Elle évoque la figure d’un saint, mais dont ce n’est pas
la fête en ce jour, puisqu’elle est fixée au 29 juin
avec celle de l’apôtre Pierre.
Elle prend le pas, pour une fois, sur le dimanche,
ce qui ne se fait pratiquement jamais dans le cours du cycle liturgique.
Et elle ne fête ni la naissance ni la mort de celui dont on fait mémoire,
mais tout simplement : sa conversion.
La conversion de saint Paul apôtre
dont nous célébrons cette année,du 29 juin 2008 au 29 juin 2009,
le deuxième millénaire. D’où son exceptionnelle solennité, en ce 25 janvier.
C’est que cette conversion dont nous avons entendu,
une fois de plus, le récit bien connu, dans la 1e lecture,
a été et demeure d’une importance capitale
pour la mise en route et la propagation du christianisme.
Nous nous sentons toujours touchés et concernés
par une conversion, surtout quand elle est aussi spectaculaire,
aussi sincère et radicale que celle de Saul de Tarse.
Car l’Évangile, si nous le prenons au sérieux,
nous invite tous à une incessante conversion
puisque nous sommes appelés à monter, pas à pas, et tout du long,
sur un chemin de perfection.
Vous donc, vous serez parfaits
comme votre Père du ciel est parfait (Mt 5,48).
Mais la conversion de Paul a plus que quelque chose
de stimulant, d’exaltant ou même d’exemplaire.
Elle manifeste dans sa vie, une vie à nulle autre pareille,
la puissance de la grâce, capable de transformer un homme,
quand celui-ci se donne sans réserve à son action.
On comprend alors le poids de cet aveu de l’Apôtre :
C’est par la grâce de Dieu que je suis ce que je suis ;
et sa grâce à mon égard n’a pas été vaine (1 Co 15,10).
On passe dès lors de l’étonnement à l’admiration,
de la surprise à l’enthousiasme,
en voyant d’où est parti Paul, le jour où il a été renversé sur le chemin de Damas,
et à quoi il est parvenu au bout de sa course (Ph 3,14 ; 2 Tm 4,7).

**MATÉRIEL FOURNI**
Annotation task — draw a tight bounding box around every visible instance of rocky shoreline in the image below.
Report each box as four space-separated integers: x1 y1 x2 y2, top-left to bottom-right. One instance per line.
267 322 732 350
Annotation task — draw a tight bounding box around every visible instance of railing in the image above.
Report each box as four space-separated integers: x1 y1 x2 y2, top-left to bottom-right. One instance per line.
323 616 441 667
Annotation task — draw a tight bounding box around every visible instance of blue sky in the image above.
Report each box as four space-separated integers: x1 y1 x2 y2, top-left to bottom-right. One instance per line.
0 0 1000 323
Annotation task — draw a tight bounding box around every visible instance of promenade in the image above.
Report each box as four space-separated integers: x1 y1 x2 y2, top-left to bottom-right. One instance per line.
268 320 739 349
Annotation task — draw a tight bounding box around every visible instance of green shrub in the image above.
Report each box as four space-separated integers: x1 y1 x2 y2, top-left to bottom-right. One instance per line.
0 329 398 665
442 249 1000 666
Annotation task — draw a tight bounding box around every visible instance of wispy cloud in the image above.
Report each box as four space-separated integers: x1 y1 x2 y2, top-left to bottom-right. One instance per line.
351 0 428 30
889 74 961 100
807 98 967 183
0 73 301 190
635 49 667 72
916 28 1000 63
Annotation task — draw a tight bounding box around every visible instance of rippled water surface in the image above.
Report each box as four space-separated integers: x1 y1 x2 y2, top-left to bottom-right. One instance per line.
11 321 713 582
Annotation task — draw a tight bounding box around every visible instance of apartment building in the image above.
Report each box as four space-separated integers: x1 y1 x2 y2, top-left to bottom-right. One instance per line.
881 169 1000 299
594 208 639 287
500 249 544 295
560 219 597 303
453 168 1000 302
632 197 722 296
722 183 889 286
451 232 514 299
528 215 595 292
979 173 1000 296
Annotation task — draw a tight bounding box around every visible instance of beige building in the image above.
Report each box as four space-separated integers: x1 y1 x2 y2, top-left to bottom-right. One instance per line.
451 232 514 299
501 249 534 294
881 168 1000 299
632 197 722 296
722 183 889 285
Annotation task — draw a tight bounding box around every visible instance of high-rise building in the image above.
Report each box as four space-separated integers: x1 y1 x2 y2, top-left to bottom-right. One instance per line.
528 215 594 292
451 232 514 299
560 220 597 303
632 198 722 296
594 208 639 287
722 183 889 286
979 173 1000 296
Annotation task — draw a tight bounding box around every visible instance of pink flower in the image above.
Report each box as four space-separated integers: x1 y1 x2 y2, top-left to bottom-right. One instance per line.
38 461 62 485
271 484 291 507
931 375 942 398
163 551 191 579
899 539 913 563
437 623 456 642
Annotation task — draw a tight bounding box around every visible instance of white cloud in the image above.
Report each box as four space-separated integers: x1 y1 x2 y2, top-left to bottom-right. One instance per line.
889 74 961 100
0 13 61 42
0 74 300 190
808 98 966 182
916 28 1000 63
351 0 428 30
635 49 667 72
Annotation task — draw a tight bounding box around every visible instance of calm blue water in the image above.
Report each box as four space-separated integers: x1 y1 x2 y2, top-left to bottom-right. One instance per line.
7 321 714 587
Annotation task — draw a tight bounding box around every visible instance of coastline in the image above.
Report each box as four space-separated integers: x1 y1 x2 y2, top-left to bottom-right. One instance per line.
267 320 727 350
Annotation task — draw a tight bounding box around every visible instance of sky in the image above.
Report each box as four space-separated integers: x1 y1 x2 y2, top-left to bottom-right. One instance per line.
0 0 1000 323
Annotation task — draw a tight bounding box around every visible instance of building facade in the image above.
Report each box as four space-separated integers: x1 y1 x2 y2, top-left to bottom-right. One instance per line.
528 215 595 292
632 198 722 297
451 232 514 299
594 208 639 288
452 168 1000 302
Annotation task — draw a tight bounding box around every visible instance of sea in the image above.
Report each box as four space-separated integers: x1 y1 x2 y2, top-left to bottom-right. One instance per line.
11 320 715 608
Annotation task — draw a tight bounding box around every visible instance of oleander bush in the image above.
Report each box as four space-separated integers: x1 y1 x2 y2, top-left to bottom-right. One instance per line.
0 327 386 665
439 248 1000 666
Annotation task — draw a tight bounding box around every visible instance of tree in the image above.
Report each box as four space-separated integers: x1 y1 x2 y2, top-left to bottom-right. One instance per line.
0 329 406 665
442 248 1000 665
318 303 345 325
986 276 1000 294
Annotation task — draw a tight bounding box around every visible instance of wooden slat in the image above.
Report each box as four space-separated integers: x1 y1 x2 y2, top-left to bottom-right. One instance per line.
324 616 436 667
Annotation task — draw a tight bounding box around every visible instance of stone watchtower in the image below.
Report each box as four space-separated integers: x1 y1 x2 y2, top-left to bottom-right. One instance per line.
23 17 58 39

**LISTE DES TÂCHES**
A – Recopiez le passage du texte à lire qui commence par « Nous nous sentons » et se termine par « Saul de Tarse. ».
B – Expliquez pourquoi, selon le texte à lire, l'Évangile pris au sérieux nous invite tous à une conversion incessante.
C – D'après le texte à lire, à quelle date la fête de saint Paul est-elle fixée ?

**RÉPONSES AUX TÂCHES**
A –
Nous nous sentons toujours touchés et concernés
par une conversion, surtout quand elle est aussi spectaculaire,
aussi sincère et radicale que celle de Saul de Tarse.

B – L'Évangile nous invite à une conversion incessante parce que nous sommes appelés à monter, pas à pas et tout du long, sur un chemin de perfection.

C – Elle est fixée au 29 juin, avec celle de l'apôtre Pierre.